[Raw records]

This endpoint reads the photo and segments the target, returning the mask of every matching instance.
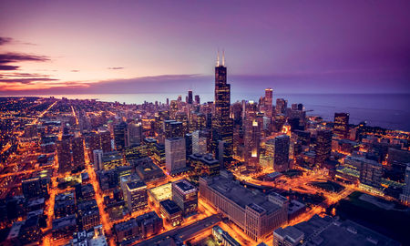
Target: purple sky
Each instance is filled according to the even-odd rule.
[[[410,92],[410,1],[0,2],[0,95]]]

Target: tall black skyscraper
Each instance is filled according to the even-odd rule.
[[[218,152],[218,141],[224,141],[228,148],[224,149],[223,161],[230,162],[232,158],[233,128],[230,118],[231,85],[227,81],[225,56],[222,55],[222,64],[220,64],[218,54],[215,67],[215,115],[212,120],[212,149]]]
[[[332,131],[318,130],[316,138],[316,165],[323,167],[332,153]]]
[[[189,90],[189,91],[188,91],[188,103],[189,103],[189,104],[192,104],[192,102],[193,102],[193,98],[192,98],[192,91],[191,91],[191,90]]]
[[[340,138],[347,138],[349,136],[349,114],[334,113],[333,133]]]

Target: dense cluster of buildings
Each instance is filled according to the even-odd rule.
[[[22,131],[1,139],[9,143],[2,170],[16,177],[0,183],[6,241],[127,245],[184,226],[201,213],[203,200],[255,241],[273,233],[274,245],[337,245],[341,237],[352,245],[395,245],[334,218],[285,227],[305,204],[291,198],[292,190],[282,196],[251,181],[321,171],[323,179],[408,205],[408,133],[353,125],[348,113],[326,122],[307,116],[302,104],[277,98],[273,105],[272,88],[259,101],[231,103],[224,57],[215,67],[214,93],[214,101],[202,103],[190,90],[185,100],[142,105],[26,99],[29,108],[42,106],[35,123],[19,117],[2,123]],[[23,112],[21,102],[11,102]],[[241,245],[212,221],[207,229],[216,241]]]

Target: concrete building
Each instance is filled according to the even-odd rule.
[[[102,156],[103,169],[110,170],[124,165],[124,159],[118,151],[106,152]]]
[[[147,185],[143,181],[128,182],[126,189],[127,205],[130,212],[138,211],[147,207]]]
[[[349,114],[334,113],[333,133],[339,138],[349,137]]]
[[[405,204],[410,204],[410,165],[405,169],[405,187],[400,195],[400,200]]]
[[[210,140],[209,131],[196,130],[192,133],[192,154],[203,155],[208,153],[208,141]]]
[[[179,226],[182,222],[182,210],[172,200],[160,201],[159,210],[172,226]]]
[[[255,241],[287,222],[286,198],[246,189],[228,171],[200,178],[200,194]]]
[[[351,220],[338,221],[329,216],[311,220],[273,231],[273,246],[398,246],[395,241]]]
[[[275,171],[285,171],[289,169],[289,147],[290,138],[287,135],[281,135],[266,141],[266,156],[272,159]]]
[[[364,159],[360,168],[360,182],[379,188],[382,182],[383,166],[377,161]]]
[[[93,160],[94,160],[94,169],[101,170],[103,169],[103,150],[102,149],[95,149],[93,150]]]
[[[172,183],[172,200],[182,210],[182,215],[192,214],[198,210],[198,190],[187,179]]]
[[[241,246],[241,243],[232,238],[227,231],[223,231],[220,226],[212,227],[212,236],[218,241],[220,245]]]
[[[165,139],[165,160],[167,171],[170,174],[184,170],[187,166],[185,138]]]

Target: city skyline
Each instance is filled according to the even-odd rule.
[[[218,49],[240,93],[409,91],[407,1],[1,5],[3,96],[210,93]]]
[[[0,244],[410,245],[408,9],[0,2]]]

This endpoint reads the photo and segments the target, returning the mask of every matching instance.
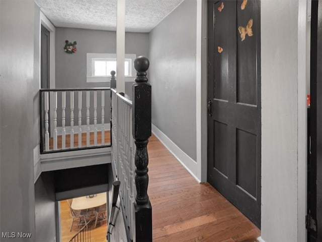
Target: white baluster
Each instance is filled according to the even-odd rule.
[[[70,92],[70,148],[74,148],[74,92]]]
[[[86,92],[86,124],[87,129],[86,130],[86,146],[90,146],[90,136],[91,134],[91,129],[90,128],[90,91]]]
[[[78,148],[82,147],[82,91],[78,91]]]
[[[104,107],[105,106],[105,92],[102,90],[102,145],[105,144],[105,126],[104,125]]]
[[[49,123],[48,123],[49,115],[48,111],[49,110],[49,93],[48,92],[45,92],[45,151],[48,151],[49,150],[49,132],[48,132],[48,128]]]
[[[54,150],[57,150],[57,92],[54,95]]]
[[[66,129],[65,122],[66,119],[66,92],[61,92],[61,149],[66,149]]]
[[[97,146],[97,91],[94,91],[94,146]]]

= GIVEN PROBLEM =
Print all of the records above verbatim, leaving out the pictures.

= COMPLETED TASK =
This endpoint reads the photo and segments the target, returning the mask of every matching instance.
Target: purple sky
Each instance is filled according to the even-odd rule.
[[[410,92],[410,1],[0,2],[0,95]]]

Target: tall black skyscraper
Each instance is filled according to the even-odd rule.
[[[218,152],[218,141],[224,141],[228,148],[224,149],[223,161],[230,162],[232,158],[233,128],[230,118],[231,85],[227,81],[225,56],[222,55],[222,64],[220,64],[218,54],[215,67],[215,115],[212,120],[212,149]]]
[[[332,131],[318,130],[316,138],[316,165],[323,167],[332,153]]]
[[[189,90],[189,91],[188,91],[188,103],[189,103],[189,104],[192,104],[192,102],[193,102],[193,98],[192,98],[192,91],[191,91],[191,90]]]
[[[340,138],[347,138],[349,136],[349,114],[334,113],[333,133]]]

Target: dense cluster of buildings
Each instance is filled according to the even-odd rule.
[[[22,131],[1,139],[9,143],[2,170],[16,177],[0,183],[6,241],[127,245],[184,226],[201,213],[203,200],[255,241],[273,233],[274,245],[337,245],[341,237],[352,245],[395,245],[334,218],[285,227],[305,204],[291,198],[292,190],[282,196],[251,181],[321,171],[323,179],[408,205],[408,133],[353,125],[348,113],[326,122],[307,116],[302,104],[277,98],[273,105],[272,88],[259,101],[231,103],[224,57],[215,67],[214,93],[214,101],[202,103],[190,90],[185,100],[142,105],[26,99],[29,108],[42,106],[35,123],[19,117],[2,123]],[[23,112],[21,102],[11,102]],[[241,245],[212,221],[207,229],[216,241]]]

Target: concrete building
Each instance is filled according to the even-odd rule.
[[[102,156],[103,169],[110,170],[124,165],[124,159],[118,151],[106,152]]]
[[[147,185],[143,181],[128,182],[126,189],[127,205],[130,212],[138,211],[147,207]]]
[[[349,114],[334,113],[333,133],[339,138],[349,137]]]
[[[405,204],[410,204],[410,165],[405,169],[405,187],[400,195],[400,200]]]
[[[210,140],[209,131],[196,130],[192,133],[192,154],[203,155],[208,153],[208,141]]]
[[[179,226],[182,222],[182,210],[172,200],[160,201],[159,210],[172,226]]]
[[[255,241],[287,222],[286,198],[246,189],[228,171],[200,178],[200,194]]]
[[[351,220],[338,221],[329,216],[311,220],[273,231],[273,246],[398,246],[395,241]]]
[[[275,171],[285,171],[289,169],[289,147],[290,138],[287,135],[281,135],[266,141],[266,156],[272,159]]]
[[[364,159],[360,168],[360,182],[379,188],[382,182],[383,166],[377,161]]]
[[[93,160],[94,160],[94,169],[101,170],[103,169],[103,150],[102,149],[95,149],[93,150]]]
[[[172,183],[172,200],[182,210],[182,215],[192,214],[198,210],[198,190],[187,179]]]
[[[241,246],[241,243],[232,238],[227,231],[223,231],[220,226],[212,227],[212,236],[218,241],[220,245]]]
[[[165,139],[165,160],[167,171],[170,174],[184,170],[187,166],[185,138]]]

Target: city skyline
Each instance is filled according to the even-odd rule.
[[[218,49],[240,93],[409,91],[407,1],[1,5],[3,96],[210,93]]]
[[[0,244],[410,245],[408,9],[0,2]]]

This endpoint reads the photo and segments the target, returning the mask of every matching instance.
Target: white baluster
Each instance is filled according to the even-odd rule.
[[[70,92],[70,148],[74,148],[74,92]]]
[[[86,92],[86,124],[87,129],[86,130],[86,146],[90,146],[90,136],[91,134],[91,129],[90,128],[90,91]]]
[[[78,148],[82,147],[82,91],[78,91]]]
[[[104,107],[105,106],[105,92],[102,90],[102,145],[105,144],[105,126],[104,125]]]
[[[49,123],[48,123],[49,115],[48,111],[49,110],[49,93],[48,92],[45,92],[45,151],[48,151],[49,150],[49,132],[48,132],[48,128]]]
[[[54,150],[57,150],[57,92],[54,95]]]
[[[66,129],[65,122],[66,119],[66,92],[61,92],[61,149],[66,149]]]
[[[97,146],[97,91],[94,91],[94,146]]]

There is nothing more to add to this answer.